Rewrite the data from the start through the line containing "top-left (248, 88), bottom-right (300, 200)", swapping "green crop row" for "young crop row" and leaving everything else unchanged.

> [Data from a labeling collection]
┏━━

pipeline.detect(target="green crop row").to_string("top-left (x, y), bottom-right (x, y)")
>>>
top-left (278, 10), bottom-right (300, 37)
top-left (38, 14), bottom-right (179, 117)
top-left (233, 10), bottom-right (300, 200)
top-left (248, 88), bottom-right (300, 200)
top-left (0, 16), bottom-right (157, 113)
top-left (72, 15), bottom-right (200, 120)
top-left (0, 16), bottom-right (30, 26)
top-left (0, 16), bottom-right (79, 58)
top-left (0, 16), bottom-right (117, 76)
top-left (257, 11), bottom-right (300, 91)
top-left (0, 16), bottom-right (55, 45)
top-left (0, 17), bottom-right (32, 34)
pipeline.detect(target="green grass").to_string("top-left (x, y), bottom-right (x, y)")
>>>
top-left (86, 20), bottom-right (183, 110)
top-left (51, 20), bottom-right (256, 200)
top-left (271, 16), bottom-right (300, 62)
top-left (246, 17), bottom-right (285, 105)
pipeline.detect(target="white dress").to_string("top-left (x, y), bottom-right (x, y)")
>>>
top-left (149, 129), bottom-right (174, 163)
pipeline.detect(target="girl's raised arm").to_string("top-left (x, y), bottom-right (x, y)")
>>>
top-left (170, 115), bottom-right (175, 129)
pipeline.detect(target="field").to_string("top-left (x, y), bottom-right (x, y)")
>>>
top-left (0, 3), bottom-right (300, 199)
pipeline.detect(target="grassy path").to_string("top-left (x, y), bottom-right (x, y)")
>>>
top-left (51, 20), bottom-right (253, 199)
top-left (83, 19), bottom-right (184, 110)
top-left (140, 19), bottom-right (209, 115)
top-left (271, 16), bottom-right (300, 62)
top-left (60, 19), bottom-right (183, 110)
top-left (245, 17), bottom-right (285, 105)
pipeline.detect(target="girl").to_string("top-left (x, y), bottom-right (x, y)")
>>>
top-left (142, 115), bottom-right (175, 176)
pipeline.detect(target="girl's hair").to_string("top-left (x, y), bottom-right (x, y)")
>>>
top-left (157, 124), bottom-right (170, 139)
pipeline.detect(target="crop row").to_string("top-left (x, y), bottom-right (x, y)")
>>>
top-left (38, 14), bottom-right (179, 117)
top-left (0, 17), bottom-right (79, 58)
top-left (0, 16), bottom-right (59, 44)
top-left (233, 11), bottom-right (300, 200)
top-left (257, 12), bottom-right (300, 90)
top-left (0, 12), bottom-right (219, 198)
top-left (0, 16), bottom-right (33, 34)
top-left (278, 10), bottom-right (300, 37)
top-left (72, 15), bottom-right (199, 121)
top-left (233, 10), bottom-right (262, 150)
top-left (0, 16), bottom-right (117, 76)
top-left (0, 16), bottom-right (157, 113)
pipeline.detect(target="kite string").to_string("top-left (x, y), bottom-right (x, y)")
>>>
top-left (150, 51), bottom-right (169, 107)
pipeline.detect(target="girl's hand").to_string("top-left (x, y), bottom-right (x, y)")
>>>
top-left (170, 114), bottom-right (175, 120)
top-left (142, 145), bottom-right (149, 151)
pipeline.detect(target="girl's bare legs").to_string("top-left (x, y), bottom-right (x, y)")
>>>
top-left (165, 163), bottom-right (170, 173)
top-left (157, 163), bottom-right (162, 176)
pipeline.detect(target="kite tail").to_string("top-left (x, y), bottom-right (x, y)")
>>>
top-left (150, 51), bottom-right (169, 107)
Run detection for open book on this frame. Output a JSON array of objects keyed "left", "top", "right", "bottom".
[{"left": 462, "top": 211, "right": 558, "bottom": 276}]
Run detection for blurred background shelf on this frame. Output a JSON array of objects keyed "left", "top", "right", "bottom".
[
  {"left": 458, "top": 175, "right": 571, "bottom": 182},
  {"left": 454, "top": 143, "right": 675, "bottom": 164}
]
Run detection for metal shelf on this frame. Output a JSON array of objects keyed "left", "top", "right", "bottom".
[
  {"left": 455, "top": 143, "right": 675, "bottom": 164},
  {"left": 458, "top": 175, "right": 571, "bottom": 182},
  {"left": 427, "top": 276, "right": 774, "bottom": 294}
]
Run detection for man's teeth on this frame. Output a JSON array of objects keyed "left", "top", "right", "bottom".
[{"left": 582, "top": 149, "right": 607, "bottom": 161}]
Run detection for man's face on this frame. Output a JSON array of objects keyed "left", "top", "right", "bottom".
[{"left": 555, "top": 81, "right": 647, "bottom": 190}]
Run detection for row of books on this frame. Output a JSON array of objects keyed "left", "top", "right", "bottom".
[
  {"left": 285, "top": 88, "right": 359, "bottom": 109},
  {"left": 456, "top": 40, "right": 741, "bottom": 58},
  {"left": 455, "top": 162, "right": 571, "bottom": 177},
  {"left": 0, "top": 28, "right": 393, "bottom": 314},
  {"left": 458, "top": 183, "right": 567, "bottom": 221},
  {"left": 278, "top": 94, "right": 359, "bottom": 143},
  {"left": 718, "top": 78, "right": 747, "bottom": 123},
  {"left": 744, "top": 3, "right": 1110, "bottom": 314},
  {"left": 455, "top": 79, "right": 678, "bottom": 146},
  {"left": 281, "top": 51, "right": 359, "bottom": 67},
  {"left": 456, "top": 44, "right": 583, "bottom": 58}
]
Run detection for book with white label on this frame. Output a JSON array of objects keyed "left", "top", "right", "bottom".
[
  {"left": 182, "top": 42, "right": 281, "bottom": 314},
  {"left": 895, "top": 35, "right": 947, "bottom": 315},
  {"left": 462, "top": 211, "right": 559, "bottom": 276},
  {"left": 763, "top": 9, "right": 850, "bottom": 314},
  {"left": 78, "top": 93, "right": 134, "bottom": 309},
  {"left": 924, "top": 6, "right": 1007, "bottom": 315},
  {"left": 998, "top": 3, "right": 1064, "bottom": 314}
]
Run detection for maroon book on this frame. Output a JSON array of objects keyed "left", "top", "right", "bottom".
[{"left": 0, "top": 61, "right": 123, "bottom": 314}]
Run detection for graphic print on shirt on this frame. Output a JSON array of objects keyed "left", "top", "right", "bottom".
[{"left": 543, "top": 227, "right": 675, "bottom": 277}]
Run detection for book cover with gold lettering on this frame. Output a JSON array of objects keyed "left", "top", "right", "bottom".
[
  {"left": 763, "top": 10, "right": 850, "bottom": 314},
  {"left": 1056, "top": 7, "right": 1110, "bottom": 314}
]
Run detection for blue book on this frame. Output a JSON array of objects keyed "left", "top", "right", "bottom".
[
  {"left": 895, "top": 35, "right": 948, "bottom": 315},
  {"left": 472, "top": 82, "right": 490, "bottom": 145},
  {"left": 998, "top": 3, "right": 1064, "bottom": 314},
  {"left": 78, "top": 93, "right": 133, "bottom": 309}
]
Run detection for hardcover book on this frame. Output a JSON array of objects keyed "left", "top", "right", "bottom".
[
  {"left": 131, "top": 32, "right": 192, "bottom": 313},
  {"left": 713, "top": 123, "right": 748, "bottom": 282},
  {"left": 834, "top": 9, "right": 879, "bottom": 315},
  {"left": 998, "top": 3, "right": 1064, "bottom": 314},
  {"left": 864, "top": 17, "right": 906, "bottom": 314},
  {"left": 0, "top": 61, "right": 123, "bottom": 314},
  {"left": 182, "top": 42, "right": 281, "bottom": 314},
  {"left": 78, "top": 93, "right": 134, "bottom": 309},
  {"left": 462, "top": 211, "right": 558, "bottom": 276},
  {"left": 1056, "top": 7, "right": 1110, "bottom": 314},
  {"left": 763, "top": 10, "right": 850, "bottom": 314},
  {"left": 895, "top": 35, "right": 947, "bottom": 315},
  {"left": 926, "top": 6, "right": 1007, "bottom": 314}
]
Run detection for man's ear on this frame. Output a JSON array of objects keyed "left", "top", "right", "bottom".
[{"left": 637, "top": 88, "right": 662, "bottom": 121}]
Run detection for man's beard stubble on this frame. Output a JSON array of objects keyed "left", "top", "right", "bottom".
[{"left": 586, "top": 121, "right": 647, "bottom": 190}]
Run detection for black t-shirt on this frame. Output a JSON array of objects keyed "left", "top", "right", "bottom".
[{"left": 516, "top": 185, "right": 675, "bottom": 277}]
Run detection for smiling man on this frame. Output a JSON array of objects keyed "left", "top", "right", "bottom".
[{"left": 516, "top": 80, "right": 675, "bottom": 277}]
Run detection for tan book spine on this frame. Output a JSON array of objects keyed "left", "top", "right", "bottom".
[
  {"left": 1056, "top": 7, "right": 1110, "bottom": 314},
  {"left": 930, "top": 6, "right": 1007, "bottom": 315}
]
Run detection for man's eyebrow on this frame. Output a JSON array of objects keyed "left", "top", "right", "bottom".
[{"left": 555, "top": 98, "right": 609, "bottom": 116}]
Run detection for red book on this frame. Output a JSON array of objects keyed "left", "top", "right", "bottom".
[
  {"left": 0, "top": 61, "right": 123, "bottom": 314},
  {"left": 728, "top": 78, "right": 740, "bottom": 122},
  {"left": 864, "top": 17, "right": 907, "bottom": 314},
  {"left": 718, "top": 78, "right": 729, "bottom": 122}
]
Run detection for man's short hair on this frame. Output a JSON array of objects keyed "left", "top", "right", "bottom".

┗━━

> [Task output]
pipeline.detect(target="young crop row").to_string("top-left (x, y), bottom-right (x, y)")
>>>
top-left (278, 10), bottom-right (300, 37)
top-left (38, 14), bottom-right (179, 117)
top-left (233, 10), bottom-right (300, 200)
top-left (248, 88), bottom-right (300, 200)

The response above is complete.